---- SUPPLIED RECORDS

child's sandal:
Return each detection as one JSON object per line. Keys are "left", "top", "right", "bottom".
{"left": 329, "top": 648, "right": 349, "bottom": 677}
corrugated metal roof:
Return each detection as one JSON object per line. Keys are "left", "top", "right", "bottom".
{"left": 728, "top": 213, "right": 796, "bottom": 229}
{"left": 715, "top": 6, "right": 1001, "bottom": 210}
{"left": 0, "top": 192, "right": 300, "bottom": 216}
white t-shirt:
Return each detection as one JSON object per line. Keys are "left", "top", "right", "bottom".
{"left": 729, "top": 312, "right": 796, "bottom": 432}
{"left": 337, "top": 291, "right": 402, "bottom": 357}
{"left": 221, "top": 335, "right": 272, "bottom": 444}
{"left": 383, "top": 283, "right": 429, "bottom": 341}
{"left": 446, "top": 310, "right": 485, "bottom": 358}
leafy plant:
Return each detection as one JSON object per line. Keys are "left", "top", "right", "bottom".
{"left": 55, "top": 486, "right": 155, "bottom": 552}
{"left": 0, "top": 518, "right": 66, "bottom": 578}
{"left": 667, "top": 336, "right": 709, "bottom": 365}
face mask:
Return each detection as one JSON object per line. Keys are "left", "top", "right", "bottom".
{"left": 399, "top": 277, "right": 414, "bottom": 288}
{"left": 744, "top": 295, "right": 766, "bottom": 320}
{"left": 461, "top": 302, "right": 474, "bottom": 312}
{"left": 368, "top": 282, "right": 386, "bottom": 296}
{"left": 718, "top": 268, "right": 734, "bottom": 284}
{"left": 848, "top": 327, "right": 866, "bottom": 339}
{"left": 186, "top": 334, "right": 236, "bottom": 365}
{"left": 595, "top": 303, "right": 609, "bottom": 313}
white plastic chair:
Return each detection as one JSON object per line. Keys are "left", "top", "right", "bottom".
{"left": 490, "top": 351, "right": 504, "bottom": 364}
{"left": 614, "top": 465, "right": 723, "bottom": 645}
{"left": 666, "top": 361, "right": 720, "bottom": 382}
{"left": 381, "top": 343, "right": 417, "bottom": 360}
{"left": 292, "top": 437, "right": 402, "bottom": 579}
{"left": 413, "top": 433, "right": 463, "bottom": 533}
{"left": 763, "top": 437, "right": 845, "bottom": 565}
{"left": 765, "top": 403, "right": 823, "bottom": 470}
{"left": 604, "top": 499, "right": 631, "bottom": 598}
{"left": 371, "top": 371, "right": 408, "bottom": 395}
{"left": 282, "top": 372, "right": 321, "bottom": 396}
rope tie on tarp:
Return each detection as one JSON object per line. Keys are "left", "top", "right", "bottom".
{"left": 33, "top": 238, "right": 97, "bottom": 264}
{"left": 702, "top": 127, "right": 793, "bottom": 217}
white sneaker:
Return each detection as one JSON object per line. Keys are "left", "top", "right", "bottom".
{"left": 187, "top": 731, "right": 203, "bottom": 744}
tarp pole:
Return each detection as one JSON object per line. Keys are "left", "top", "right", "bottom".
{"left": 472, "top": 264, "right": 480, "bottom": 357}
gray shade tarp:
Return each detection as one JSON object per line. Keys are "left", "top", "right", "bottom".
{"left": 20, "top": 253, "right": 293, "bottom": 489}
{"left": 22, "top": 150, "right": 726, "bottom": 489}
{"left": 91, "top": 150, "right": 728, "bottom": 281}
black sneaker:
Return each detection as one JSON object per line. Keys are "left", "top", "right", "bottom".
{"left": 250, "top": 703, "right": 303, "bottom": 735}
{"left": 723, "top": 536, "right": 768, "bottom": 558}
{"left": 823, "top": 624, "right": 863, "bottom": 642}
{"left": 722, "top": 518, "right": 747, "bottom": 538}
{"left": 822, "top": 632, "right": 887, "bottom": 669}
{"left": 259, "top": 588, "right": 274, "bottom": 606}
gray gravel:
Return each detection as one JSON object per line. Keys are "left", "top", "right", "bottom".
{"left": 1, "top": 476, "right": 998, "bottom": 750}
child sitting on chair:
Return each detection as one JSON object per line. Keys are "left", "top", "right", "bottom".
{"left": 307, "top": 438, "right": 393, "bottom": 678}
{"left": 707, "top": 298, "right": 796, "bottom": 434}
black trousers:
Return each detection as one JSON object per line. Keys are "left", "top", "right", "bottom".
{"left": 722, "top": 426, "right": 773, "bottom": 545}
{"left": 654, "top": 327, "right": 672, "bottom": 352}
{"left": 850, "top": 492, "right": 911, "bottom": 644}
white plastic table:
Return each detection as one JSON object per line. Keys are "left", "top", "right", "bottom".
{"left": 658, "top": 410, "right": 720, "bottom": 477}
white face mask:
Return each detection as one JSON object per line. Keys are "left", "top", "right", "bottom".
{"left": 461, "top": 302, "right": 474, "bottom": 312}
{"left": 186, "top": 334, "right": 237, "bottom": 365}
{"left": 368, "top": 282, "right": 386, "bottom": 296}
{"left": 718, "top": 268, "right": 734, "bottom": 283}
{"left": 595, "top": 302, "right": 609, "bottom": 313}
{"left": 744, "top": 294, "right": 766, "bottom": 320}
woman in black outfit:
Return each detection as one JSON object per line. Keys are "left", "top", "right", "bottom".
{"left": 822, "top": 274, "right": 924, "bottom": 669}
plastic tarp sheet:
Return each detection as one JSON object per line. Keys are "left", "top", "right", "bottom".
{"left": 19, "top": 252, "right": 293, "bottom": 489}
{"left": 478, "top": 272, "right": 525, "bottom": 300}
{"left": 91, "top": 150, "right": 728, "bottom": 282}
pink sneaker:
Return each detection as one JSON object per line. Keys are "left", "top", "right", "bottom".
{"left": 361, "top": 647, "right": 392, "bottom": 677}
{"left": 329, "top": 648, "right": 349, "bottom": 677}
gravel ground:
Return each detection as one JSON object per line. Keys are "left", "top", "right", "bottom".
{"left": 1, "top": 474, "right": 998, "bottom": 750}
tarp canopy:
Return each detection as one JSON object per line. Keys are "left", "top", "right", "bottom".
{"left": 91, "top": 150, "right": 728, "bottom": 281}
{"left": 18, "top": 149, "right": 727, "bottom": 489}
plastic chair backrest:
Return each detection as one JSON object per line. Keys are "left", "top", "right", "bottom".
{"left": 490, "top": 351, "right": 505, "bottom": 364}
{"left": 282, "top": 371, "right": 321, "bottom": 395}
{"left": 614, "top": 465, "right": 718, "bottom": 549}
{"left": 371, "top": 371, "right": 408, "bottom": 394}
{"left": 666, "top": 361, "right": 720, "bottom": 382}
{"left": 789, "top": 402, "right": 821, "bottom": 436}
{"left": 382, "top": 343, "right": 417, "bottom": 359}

--------

▶ [WHAT YOU ARE ASKED TO DO]
Extract each line holding the word "chair" from the records.

▶ [EXERCISE RESULT]
white plastic chair:
child sitting on chair:
plastic chair backrest:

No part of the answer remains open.